§ PROBLEM TO WORK ON
Copy each line containing the word "give" from the records that follow, please.

§ THE RECORDS
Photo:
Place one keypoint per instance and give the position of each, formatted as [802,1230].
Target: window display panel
==
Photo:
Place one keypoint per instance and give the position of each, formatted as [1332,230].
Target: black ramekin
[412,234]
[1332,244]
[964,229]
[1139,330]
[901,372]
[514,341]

§ TASK SOLUTION
Place one keypoint per instance and give the position of each, formatted as [802,1230].
Place one keypoint per instance and give the position of each, formatted as [1332,230].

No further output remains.